• What this task involves
Go through the entries below from the first line and transcribe each one exactly, ending with the line that contains "# mark one dot per instance, written like column 182, row".

• Provided records
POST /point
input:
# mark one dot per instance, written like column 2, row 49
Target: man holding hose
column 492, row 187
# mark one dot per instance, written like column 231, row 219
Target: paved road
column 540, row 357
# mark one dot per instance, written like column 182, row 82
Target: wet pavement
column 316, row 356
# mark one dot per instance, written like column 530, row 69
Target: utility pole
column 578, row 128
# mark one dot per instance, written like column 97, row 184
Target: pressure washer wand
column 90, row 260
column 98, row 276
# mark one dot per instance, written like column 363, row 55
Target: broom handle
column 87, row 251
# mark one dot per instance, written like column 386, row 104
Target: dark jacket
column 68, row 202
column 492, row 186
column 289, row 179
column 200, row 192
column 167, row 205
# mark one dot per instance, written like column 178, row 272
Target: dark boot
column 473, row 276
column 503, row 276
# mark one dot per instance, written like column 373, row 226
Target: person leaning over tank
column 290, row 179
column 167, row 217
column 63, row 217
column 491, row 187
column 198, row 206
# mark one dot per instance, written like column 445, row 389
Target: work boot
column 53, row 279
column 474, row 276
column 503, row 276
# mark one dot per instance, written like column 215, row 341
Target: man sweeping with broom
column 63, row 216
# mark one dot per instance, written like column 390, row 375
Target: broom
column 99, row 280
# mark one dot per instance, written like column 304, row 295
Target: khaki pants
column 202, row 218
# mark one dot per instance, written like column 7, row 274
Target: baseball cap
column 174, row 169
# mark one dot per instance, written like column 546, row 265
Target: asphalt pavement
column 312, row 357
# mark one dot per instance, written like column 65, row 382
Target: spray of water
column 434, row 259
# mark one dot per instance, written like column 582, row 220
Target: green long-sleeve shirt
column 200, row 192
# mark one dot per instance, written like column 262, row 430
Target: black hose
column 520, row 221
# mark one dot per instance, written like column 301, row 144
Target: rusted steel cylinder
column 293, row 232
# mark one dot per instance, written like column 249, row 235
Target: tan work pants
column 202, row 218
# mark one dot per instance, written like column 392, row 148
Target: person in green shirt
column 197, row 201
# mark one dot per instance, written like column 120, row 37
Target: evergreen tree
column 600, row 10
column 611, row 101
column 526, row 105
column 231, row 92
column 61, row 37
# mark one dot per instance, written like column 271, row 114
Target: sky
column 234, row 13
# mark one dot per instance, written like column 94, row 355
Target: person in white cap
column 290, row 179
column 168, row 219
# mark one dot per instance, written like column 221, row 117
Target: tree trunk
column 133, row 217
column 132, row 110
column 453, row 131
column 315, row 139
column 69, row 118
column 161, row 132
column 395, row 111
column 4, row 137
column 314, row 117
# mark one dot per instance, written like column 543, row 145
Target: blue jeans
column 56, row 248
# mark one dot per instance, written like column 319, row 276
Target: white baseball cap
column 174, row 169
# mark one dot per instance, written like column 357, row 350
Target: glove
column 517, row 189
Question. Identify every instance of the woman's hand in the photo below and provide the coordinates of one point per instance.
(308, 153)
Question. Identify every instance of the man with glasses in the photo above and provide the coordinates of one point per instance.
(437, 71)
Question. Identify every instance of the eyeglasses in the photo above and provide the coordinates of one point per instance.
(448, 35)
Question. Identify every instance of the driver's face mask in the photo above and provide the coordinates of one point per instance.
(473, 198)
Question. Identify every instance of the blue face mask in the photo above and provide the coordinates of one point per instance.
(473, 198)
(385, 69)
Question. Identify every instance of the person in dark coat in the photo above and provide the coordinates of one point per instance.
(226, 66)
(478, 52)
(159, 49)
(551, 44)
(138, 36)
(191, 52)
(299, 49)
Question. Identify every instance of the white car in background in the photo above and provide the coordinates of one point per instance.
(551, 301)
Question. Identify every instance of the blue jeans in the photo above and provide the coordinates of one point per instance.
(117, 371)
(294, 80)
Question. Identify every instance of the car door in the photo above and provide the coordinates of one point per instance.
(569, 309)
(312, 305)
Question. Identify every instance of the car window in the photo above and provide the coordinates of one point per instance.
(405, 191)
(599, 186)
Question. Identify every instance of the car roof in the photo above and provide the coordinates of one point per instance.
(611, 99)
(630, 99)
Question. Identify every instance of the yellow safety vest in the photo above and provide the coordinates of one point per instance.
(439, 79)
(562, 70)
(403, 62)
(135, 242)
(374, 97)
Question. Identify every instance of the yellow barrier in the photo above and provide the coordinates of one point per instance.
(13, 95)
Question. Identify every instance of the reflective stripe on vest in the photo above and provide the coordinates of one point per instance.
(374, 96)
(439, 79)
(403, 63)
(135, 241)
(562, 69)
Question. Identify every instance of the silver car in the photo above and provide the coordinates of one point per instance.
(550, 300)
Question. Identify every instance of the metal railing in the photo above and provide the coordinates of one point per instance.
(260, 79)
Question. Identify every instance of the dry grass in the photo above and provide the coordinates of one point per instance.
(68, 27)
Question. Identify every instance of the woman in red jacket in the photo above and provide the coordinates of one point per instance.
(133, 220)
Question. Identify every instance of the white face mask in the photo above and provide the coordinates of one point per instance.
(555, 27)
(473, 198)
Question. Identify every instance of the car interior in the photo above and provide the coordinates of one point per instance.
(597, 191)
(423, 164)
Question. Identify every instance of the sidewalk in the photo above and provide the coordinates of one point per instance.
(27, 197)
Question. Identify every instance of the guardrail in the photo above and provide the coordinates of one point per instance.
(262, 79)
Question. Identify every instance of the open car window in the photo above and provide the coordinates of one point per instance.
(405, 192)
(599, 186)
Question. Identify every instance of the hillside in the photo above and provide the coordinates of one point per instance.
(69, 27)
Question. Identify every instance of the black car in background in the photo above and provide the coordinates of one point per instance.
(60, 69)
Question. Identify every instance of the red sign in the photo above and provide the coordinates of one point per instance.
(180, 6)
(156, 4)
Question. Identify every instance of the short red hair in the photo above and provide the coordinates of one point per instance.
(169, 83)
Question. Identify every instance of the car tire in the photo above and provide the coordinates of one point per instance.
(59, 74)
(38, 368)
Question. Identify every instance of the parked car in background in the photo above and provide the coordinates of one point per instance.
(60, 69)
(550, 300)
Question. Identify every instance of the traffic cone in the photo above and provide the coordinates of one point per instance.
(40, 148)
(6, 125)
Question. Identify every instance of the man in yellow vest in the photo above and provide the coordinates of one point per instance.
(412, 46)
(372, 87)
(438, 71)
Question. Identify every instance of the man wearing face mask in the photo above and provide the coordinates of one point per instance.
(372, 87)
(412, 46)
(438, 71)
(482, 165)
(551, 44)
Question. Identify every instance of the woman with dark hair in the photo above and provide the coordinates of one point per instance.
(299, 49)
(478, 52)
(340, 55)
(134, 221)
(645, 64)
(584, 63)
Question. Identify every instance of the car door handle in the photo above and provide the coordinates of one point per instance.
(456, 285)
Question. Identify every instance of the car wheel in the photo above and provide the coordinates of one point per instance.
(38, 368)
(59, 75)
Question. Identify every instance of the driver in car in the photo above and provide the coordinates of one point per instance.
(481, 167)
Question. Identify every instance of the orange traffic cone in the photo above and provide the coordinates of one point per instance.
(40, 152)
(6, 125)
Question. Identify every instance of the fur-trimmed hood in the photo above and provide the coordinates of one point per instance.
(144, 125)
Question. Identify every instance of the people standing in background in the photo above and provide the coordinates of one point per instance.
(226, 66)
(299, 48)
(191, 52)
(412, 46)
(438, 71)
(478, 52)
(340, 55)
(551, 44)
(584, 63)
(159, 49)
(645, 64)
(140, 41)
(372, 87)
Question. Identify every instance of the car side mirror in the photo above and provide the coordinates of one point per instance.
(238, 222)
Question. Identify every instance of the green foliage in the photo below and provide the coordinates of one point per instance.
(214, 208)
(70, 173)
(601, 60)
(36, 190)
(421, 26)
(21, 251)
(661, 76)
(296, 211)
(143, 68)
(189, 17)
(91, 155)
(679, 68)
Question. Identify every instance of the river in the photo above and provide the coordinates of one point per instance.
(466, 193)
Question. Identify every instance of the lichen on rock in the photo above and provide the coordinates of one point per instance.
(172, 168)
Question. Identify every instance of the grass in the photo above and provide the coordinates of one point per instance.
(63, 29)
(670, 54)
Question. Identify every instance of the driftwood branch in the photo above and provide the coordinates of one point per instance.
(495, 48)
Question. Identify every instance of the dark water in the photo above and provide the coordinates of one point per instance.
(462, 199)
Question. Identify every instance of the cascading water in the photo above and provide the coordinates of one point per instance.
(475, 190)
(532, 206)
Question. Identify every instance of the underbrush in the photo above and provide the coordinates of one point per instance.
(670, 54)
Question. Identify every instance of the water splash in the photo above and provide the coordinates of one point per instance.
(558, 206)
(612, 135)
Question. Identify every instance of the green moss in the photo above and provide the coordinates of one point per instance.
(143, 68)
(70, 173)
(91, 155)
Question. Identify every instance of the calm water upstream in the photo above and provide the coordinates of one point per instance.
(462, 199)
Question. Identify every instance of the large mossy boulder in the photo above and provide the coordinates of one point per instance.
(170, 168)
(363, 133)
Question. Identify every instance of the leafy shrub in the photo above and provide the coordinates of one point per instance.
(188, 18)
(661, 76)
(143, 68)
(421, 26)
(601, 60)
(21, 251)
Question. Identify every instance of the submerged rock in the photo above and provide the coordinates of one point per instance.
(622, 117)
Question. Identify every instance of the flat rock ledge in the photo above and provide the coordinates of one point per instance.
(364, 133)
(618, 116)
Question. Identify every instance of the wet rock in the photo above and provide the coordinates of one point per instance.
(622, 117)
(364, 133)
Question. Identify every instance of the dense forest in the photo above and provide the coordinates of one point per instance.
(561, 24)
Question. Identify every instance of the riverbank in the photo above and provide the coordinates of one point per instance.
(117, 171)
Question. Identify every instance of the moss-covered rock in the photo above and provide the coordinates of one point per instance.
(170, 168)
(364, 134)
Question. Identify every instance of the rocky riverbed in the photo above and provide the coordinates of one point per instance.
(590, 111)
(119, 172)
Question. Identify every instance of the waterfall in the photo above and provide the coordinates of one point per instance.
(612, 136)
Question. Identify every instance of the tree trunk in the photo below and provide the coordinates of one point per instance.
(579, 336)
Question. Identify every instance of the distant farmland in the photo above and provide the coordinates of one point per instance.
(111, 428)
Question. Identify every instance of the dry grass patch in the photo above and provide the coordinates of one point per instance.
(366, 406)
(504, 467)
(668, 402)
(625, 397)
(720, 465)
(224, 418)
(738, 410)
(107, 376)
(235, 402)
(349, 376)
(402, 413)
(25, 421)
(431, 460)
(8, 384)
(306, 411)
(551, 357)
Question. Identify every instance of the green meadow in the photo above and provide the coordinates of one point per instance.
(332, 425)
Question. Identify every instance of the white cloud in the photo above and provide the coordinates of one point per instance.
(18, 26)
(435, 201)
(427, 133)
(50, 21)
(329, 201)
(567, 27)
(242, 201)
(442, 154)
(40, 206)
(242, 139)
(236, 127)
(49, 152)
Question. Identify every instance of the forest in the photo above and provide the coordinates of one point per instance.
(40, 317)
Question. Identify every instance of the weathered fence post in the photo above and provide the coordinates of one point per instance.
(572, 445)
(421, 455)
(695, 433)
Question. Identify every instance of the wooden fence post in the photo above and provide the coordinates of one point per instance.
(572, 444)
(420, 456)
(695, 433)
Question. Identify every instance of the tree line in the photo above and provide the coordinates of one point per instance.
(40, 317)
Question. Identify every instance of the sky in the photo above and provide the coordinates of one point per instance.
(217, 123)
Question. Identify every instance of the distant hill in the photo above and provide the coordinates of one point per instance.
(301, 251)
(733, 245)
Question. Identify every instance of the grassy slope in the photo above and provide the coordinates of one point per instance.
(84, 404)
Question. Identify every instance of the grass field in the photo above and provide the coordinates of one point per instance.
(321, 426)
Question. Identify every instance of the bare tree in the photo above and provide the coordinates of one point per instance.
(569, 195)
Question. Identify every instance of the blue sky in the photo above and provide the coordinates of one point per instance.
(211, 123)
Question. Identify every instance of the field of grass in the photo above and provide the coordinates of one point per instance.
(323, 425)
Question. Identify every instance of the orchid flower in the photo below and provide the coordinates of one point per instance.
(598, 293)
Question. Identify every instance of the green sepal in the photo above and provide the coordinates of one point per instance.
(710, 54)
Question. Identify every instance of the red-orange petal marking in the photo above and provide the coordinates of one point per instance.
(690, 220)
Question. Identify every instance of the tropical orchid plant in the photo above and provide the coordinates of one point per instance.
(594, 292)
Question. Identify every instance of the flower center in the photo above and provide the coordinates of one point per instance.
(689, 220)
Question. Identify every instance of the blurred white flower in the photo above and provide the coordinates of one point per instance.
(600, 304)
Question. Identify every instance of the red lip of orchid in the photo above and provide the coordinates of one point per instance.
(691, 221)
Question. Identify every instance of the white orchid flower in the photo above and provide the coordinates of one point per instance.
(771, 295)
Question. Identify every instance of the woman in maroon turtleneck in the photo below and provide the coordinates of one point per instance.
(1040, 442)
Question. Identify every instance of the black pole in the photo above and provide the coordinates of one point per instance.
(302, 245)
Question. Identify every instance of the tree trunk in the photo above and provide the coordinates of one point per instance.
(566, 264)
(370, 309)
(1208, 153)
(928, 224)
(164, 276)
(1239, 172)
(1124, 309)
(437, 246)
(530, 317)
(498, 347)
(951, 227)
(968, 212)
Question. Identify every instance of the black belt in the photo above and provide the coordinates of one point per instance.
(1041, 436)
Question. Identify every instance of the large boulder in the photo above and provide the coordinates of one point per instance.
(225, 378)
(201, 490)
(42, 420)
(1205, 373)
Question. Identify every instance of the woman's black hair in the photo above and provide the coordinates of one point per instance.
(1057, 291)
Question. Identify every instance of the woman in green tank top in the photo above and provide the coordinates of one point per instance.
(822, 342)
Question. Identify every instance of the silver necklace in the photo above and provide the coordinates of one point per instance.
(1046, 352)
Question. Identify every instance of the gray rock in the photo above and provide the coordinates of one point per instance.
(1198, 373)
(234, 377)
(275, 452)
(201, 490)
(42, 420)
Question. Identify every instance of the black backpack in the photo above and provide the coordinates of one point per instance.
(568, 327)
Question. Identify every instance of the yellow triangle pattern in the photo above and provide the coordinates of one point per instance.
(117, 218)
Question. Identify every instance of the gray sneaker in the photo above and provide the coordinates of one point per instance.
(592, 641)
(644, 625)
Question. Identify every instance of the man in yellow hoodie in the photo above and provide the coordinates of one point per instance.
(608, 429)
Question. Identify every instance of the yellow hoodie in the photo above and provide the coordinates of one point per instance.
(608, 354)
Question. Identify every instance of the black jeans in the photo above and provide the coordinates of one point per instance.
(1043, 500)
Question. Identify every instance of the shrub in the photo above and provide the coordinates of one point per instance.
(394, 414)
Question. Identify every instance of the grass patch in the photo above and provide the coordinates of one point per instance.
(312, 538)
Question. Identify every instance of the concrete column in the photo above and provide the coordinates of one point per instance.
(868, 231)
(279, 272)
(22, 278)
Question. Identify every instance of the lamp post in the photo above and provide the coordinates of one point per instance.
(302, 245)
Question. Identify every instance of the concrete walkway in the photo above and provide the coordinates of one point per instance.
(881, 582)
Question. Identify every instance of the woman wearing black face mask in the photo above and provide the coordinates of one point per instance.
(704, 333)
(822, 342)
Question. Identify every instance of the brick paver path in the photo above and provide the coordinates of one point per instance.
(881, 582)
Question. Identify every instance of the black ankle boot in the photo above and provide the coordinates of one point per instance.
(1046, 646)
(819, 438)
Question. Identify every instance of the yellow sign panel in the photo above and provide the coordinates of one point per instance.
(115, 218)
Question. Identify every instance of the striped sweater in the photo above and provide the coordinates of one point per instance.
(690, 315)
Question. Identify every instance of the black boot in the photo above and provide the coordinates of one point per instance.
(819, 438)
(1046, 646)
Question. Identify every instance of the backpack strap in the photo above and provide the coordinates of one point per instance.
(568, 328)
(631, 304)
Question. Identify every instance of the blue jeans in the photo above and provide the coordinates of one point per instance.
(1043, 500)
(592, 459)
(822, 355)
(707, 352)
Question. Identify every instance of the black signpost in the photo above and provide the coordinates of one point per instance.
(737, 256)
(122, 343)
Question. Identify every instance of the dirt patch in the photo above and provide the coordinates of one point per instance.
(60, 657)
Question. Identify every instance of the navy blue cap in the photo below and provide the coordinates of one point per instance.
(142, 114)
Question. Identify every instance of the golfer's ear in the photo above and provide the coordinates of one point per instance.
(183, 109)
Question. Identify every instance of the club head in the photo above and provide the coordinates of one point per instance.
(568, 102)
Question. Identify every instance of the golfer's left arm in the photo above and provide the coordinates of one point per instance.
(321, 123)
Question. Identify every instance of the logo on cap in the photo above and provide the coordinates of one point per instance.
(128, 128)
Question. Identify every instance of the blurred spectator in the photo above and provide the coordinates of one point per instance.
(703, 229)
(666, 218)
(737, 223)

• Solution to the exercise
POST /point
input:
# mark one dot per instance, written like column 2, row 49
Target: man holding hose
column 492, row 187
# mark one dot per instance, written like column 231, row 219
Target: paved road
column 540, row 357
# mark one dot per instance, written like column 182, row 82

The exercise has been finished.